• _TASK OBJECTIVE_:
Copy exactly, and only, the lines from the line containing "object | blue trash bin" through the last line of the records below, both included.
━━━ ENTRIES SHOWN ━━━
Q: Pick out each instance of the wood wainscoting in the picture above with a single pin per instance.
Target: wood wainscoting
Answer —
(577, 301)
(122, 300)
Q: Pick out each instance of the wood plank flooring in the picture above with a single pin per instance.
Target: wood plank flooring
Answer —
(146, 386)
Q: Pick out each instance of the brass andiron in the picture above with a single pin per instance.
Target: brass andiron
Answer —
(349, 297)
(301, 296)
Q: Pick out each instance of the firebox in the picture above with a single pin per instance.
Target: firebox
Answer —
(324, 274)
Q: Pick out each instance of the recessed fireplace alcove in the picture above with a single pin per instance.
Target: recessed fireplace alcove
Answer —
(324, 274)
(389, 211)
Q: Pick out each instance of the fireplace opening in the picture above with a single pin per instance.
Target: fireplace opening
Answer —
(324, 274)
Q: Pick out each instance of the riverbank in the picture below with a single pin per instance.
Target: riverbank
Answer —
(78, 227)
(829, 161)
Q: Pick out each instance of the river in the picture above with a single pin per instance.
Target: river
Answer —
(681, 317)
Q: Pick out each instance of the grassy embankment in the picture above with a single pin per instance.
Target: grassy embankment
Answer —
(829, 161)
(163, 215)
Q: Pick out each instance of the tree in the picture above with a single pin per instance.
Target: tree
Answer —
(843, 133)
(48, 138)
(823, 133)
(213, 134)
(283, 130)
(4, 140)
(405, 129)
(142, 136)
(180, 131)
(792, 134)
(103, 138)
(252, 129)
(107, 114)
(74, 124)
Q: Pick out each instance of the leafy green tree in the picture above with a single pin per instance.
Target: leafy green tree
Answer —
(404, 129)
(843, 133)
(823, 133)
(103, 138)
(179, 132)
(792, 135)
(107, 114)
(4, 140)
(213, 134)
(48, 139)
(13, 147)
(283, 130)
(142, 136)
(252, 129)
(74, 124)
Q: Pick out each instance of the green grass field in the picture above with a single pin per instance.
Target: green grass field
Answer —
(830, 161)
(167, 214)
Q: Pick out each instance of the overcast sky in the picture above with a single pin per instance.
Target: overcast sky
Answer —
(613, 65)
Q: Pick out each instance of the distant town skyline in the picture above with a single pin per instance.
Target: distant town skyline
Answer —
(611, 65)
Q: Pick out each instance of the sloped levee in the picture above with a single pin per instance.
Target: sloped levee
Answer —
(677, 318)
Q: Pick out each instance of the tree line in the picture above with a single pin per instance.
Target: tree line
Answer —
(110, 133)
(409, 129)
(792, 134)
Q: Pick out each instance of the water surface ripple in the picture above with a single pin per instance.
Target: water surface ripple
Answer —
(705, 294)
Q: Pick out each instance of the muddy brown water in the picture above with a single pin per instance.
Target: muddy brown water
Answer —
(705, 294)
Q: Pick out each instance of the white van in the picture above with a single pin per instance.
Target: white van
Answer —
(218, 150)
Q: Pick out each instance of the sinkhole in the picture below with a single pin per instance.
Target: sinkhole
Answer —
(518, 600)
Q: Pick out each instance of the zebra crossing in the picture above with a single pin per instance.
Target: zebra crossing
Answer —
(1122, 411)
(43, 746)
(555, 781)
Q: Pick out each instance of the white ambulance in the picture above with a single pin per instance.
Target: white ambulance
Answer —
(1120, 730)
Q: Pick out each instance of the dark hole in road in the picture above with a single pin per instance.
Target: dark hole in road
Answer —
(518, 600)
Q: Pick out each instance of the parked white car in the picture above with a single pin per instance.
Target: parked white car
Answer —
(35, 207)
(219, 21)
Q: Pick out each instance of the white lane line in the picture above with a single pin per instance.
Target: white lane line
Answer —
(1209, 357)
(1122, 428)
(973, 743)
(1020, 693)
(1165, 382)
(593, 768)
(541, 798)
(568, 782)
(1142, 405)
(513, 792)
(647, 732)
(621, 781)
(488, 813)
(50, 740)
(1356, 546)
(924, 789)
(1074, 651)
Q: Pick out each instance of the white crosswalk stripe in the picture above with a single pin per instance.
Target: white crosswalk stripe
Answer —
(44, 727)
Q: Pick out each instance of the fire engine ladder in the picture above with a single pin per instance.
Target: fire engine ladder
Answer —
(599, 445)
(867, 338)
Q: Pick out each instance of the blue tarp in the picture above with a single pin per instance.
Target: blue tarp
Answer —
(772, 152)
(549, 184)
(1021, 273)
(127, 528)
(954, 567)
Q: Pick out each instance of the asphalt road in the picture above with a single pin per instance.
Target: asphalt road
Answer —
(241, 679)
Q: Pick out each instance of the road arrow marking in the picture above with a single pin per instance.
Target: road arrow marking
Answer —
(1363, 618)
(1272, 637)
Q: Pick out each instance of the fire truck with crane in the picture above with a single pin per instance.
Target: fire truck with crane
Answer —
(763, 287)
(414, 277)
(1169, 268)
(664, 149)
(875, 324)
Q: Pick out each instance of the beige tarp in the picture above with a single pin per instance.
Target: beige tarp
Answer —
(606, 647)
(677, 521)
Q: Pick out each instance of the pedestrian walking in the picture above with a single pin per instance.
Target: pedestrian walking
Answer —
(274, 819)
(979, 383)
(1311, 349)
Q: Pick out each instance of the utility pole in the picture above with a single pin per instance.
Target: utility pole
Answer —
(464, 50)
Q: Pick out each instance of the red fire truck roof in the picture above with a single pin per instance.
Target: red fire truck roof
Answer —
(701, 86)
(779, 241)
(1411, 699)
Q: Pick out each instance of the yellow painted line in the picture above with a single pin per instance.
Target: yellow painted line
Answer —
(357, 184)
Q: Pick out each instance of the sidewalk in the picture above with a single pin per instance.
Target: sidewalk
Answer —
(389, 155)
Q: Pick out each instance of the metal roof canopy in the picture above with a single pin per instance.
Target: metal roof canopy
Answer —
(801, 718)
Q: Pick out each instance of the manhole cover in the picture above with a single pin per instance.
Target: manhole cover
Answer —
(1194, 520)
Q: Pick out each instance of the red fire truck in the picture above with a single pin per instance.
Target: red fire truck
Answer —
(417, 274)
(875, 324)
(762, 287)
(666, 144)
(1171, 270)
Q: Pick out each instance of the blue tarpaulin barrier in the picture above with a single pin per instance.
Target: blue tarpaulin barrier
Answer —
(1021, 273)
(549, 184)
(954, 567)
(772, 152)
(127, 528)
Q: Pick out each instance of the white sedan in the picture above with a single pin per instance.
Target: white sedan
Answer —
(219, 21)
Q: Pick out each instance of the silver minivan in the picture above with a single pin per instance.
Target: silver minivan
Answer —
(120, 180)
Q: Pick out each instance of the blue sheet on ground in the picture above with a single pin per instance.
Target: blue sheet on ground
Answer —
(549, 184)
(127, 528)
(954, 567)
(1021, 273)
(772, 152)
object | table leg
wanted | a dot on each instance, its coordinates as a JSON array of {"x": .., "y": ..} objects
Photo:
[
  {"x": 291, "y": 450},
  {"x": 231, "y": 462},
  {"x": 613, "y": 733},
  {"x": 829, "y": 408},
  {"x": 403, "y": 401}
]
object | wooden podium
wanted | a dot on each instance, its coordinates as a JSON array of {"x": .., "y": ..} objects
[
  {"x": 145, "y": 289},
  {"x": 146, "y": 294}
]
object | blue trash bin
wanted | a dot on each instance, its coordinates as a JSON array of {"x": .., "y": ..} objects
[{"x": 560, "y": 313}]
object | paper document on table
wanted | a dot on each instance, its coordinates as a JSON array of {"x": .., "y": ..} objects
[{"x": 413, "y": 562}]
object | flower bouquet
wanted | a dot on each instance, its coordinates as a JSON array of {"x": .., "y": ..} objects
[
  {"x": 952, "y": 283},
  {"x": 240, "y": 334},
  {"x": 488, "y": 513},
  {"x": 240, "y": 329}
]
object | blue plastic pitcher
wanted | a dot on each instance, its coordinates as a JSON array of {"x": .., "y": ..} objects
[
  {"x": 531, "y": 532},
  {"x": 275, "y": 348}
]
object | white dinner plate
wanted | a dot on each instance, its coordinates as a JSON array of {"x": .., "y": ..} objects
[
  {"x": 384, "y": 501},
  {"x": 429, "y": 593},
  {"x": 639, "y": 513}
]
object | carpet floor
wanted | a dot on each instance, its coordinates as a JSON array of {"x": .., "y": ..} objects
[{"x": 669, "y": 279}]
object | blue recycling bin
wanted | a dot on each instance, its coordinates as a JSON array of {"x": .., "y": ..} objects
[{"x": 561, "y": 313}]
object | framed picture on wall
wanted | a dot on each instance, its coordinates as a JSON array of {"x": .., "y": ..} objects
━━━
• _WRITTEN REPLY_:
object | blue trash bin
wanted | a dot on each instance, its coordinates as a JSON array of {"x": .., "y": ..} objects
[{"x": 560, "y": 313}]
object | paper document on table
wanted | a dot on each instance, its coordinates as a JSON array of {"x": .., "y": ..} objects
[{"x": 413, "y": 562}]
object | flower bouquet
wanted | a dot on each instance, its coordinates as a JSON array of {"x": .., "y": ..} objects
[
  {"x": 952, "y": 283},
  {"x": 240, "y": 334},
  {"x": 488, "y": 513},
  {"x": 240, "y": 329}
]
object | blue plastic pitcher
wanted | a dot on each instance, its coordinates as a JSON array of {"x": .., "y": ..} objects
[
  {"x": 531, "y": 532},
  {"x": 275, "y": 348}
]
object | white dinner plate
wanted | a dot on each instance, its coordinates as a JSON array of {"x": .., "y": ..} objects
[
  {"x": 384, "y": 501},
  {"x": 429, "y": 593},
  {"x": 639, "y": 513}
]
object | carpet floor
wanted | a dot on each instance, its coordinates as a JSON array of {"x": .., "y": ..} objects
[{"x": 669, "y": 279}]
object | blue recycling bin
wanted | a dot on each instance, its coordinates as a JSON array of {"x": .., "y": ..} objects
[{"x": 561, "y": 313}]
object | framed picture on wall
wanted | a dot on each instance, its coordinates as a JSON array of {"x": .., "y": ..} objects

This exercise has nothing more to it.